---------- DOCUMENT PASSAGE

Singleness: My Only Companion

I’ve never been in a serious relationship despite my desire to one day marry. God is teaching me to hold that desire loosely. 

Christianity Today January 17, 2017
Jan Eddy-Lackmann / unsplash

I have always been reluctant to contribute to the cacophony of opinions about singleness. There is no shortage of blog posts or think-pieces that explore this topic. Sometimes it is spoken of as if it is a chronic condition in need of a cure or a gift that most Christians don’t want. Often it is framed as suffering. Others speak of it with contempt or an eventual resignation that this will always be their lot.

Yet the assumption underlying the majority of these conversations about singleness and dating is that the intended audience has been in a relationship or is dating on a regular basis but just hasn’t yet met his or her spouse. But there is one perspective I have yet to read, and it’s that of a person who is perpetually single.

This is my story, this is my song: I am a 30-something single woman and I have never been in a dating relationship. I’ve never had a boyfriend. I’ve never brought anyone home to meet my family. I’ve never been pursued or even sought after.

In my early 20s, people thought my singleness was endearing. In my late 20s, endearment regressed to bewilderment. As I entered my early 30s, bewilderment morphed into mystification. And now that I’m in my mid-30s, mystification has become downright weirdness.

Never a “Girlfriend”

--------------------

--- SET TASKS ---
1. List each line of the rows that contains the string "target".
2. Pick up the essay on lifelong singleness and keep writing from the point where it stops.
The rows that come next are unrelated to the essay on singleness.

---------- STORED ROWS

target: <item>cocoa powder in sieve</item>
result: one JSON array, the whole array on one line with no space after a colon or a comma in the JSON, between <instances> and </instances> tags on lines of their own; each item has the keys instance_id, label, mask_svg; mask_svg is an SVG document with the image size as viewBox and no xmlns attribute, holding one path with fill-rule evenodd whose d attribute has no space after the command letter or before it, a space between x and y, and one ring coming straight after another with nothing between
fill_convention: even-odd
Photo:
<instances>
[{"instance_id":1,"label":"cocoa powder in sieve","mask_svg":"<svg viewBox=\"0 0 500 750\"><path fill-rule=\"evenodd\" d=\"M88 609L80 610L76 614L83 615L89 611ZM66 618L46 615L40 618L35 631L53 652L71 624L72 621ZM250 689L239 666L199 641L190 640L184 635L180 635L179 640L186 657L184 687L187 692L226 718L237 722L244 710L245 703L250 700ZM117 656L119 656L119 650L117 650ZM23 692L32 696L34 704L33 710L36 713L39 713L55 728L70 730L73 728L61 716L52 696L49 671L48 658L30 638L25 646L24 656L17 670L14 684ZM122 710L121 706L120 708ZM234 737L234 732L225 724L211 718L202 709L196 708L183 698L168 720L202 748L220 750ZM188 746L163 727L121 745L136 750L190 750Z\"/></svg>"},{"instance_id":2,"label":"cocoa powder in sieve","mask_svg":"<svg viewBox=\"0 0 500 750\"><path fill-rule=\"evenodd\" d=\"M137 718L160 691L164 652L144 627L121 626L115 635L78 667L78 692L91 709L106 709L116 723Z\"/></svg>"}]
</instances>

--------------------

--- THE RESPONSES ---
1.
target: <item>cocoa powder in sieve</item>

2.
Honestly, I’m not sure how it happened. After all, I don’t subscribe to the eisegetical interpretation of Proverbs 18:22—“He who finds a wife finds what is good and receives favor from the Lord”—that is falsely preached as prescriptive and keeps women waiting on men while simultaneously restricting their agency, rendering them passive in their love life. While this verse is certainly true, when proverbs like this one are taken as prescriptive or misapplied, people are harmed. The Word of God is sharper than a double-edged sword (Heb. 4:12), and those of us who have been entrusted with it must beware of how we wield it.

Still, in my own interactions with men who I’m attracted to, I generally do not take the initiative to communicate my attraction. It's the way I'm wired. (There was this one time that I dared to defy my natural inclination by expressing my feelings for a guy I found attractive, only for it to be a failure of colossal proportions. But I digress.)

My perpetual state of singleness is an enigma, but it is not for lack of trying. I’m certainly not a hermit. I travel, take in festivals, go to events, enjoy concerts, and attend academic talks to satisfy my intellectual curiosity. I’ve even tried online dating, which only resulted in “situationships”—those faux relationships that revolve on an axis of grey, refusing to be black or white, constrained by an unspoken mutual attraction and enmeshed with all the anxiety and heartbreak that comes with a relationship. Yet after enduring all of it for four to six months—or even a year—heartbreak and sorrow were the only evidence that something had transpired (despite the absence of the “girlfriend” title).

My particular experience of singleness is categorically different than that of someone who has had a relationship that fizzled, or who found love and lost it. Not only can I imagine how heartbreaking and soul crushing that is, but I’ve experienced the fizzling without the courtesy of a clear relationship status. I certainly don’t want to minimize the suffering that attends a failed relationship. Joy is joy and pain is pain. Nevertheless, there is another dimension of heartbreak that comes into view when one is seen but not sought after. If I may coin a phrase, it’s rejection through forcible abstention, which is to say there is a rejection that stems from never being chosen or from choosing to initiate but never having the one chosen reciprocate his desire.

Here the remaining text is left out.